=== L'exercice ===
Dans l'article sur les fournisseurs et les malversations financières, réécrivez sous forme de liste le paragraphe qui commence par « Malgré la révélation du rapport d'audit », en conservant ses faits principaux.

Les fournisseurs sont-ils les artisans des malversations financières ?

Malgré la révélation du rapport d'audit au grand public qui en découvre l'étendue des dégâts, les véritables mis en cause semblent curieusement sans crainte pour leur liberté. Et pour cause, si le ministre Katambé a plutôt chargé grands commis de l'Etat et officiers supérieurs de l'armée impliqués dans ce scandale, l'opinion publique, elle, a dirigé ses attaques contre les entreprises qui ont bénéficié des marchés incriminés. La raison essentielle est que le rapport est quelque peu biaisé puisqu'il s'est gardé de faire la moindre référence à l'identité de ces grands manitous qui ont tout manigancé. Ni le nom d'un seul ministre, ni celui d'un secrétaire général, d'un directeur des marchés publics ou encore de ressources financières. Pas même la moindre mention des aberrations du décret 2013-570 du 20 décembre 2013 ; une loi qui semble taillée sur mesure pour favoriser et faciliter la mise sous coupe réglée des ressources budgétaires dédiées à la défense. Si le rapport souligne que " ce décret est facteur de risques et de situations de défaillances ", il n'en dit pas plus. Au nom, donc, de l'urgence sécuritaire, des procédures tronquées ont été adoptées et exécutées au fil des ans, sans que, une seule fois, les autorités supérieures (le président de la République et le Premier ministre) qui reçoivent régulièrement (chaque semestre) des rapports circonstanciés sur les contrats passés, sentent la nécessité de les faire réviser. C'est cette omission (?) des enquêteurs qui explique ce déchaînement de l'opinion nationale sur les entrepreneurs. Or, les pratiques de corruption sont conçues et échafaudées par les bureaucrates. Pour preuve, le fameux décret précise en son article 5 (alinéa 2) que " la liste et la nomenclature des besoins sont établies par les ministères en charge de la Défense et de la Sécurité nationales et approuvées par le Premier ministre ", mais que " s'agissant des matériels et des équipements pour le besoin de la sécurité de la présidence, la liste est établie par ses services compétents ". N'est-ce pas une ouverture à des dérives dans l'usage des fonds publics ?

Quid de l'article 12 qui souligne que " les marchés publics objet du présent décret ne peuvent être passés qu'avec des entrepreneurs, fournisseurs ou prestataires de services qui acceptent de se soumettre à un contrôle des prix spécifiques durant l'exécution des prestations. Le marché précise les obligations auxquelles le titulaire du marché sera soumis et notamment l'obligation de présenter tous documents de nature à permettre de vérifier la sincérité des prix ". Alors, qui est fautif s'il y ades surfacturations ?

=== Données enregistrées ===
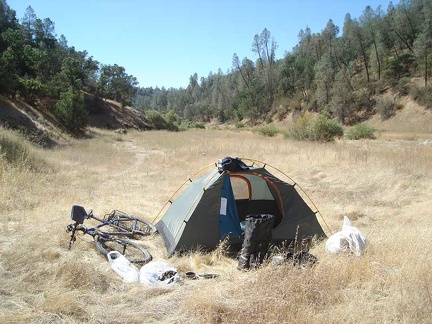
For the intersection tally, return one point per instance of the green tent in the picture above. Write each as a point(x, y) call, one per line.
point(213, 207)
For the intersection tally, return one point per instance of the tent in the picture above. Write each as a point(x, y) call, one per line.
point(213, 207)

=== Problème résolu ===
- Le rapport d'audit a été rendu public, mais les vrais responsables ne semblent pas craindre pour leur liberté.
- Le ministre Katambé a surtout mis en cause de grands commis de l'État et des officiers supérieurs de l'armée. L'opinion publique, elle, s'en est prise aux entreprises qui ont obtenu les marchés incriminés.
- Le rapport ne cite aucun nom : ni ministre, ni secrétaire général, ni directeur des marchés publics ou des ressources financières.
- Il ne mentionne pas non plus les aberrations du décret 2013-570 du 20 décembre 2013, qui semble conçu pour faciliter la mise sous coupe réglée du budget de la défense. Il se contente de dire que ce décret est « facteur de risques et de situations de défaillances ».
- Au nom de l'urgence sécuritaire, des procédures tronquées ont été appliquées pendant des années. Le président de la République et le Premier ministre reçoivent chaque semestre des rapports sur les contrats, mais n'en ont jamais demandé la révision.
- Cette omission des enquêteurs explique que l'opinion s'acharne sur les entrepreneurs, alors que la corruption est conçue par les bureaucrates.
- Pour preuve, l'article 5 (alinéa 2) du décret prévoit que la liste des besoins est établie par les ministères de la Défense et de la Sécurité nationales, puis approuvée par le Premier ministre. Pour les matériels liés à la sécurité de la présidence, en revanche, la liste est établie par les services de celle-ci. L'article y voit une ouverture possible à des dérives dans l'usage des fonds publics.